Community_Inclusion_Currencies/Simulation/model/parts/supportingFunctions.py

import numpy as np
from scipy.stats import gamma
import matplotlib.pyplot as plt

default_kappa= 4
default_exit_tax = .02

#value function for a given state (R,S)
def invariant(R,S,kappa=default_kappa):
    
    return (S**kappa)/R

#given a value function (parameterized by kappa)
#and an invariant coeficient V0
#return Supply S as a function of reserve R
def reserve(S, V0, kappa=default_kappa):
    return (S**kappa)/V0

#given a value function (parameterized by kappa)
#and an invariant coeficient V0
#return Supply S as a function of reserve R
def supply(R, V0, kappa=default_kappa):
    return (V0*R)**(1/kappa)

#given a value function (parameterized by kappa)
#and an invariant coeficient V0
#return a spot price P as a function of reserve R
def spot_price(R, V0, kappa=default_kappa):
    return kappa*R**((kappa-1)/kappa)/V0**(1/kappa)

#for a given state (R,S)
#given a value function (parameterized by kappa)

**Given entries**
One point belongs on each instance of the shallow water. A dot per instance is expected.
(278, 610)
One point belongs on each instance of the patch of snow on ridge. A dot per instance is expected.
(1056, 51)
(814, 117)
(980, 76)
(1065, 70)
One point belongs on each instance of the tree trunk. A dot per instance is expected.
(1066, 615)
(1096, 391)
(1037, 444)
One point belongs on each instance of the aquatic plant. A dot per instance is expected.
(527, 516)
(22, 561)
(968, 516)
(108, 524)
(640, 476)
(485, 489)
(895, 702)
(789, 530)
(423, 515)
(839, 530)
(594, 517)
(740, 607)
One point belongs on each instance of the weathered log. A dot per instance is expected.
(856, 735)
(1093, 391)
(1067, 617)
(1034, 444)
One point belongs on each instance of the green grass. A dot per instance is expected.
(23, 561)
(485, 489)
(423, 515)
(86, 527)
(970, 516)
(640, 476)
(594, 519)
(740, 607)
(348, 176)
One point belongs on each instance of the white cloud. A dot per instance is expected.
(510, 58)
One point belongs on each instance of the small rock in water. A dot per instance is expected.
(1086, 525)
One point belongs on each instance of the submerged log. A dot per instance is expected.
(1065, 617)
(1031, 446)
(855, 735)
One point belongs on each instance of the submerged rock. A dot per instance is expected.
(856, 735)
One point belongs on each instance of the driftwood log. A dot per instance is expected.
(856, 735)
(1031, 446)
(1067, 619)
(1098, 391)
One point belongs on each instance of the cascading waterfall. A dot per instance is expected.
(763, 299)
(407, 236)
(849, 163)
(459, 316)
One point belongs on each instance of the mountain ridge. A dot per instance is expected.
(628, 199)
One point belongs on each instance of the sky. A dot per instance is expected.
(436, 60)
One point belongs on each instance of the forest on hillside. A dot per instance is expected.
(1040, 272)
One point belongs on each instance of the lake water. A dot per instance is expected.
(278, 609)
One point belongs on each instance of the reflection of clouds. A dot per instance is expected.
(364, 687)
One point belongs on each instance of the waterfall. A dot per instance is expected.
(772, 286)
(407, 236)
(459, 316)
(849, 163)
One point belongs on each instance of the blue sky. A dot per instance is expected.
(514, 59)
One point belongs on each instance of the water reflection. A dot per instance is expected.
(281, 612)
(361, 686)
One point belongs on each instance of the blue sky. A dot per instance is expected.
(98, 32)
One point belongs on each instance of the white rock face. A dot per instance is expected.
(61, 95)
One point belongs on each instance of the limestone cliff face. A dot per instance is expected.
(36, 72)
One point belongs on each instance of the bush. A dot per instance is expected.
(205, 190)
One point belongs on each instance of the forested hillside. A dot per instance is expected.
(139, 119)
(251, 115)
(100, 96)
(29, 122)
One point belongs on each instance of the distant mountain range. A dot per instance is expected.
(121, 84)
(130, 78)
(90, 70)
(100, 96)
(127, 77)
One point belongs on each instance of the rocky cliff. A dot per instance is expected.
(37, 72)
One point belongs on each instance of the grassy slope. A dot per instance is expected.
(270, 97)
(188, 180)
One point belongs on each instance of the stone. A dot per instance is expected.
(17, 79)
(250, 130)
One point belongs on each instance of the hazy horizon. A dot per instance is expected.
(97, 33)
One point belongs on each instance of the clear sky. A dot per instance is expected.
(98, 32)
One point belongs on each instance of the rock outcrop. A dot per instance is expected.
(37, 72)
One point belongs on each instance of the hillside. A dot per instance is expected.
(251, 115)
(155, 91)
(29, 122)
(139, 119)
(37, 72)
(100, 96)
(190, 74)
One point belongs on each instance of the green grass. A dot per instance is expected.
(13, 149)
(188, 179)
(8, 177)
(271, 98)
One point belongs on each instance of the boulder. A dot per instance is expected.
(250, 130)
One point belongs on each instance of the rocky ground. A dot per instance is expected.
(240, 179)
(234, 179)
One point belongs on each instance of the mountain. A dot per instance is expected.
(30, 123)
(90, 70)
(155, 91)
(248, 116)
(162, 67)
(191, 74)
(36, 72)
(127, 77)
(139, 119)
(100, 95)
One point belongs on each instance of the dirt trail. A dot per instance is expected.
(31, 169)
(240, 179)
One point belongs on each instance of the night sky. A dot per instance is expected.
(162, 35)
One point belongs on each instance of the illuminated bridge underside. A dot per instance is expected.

**Exercise details**
Copy everything in the supporting functions code from "return (S**kappa)/R" down to "return (V0*R)**(1/kappa)", and switch "V0" to "V_init".

**Result for this exercise**
return (S**kappa)/R

#given a value function (parameterized by kappa)
#and an invariant coeficient V_init
#return Supply S as a function of reserve R
def reserve(S, V_init, kappa=default_kappa):
    return (S**kappa)/V_init

#given a value function (parameterized by kappa)
#and an invariant coeficient V_init
#return Supply S as a function of reserve R
def supply(R, V_init, kappa=default_kappa):
    return (V_init*R)**(1/kappa)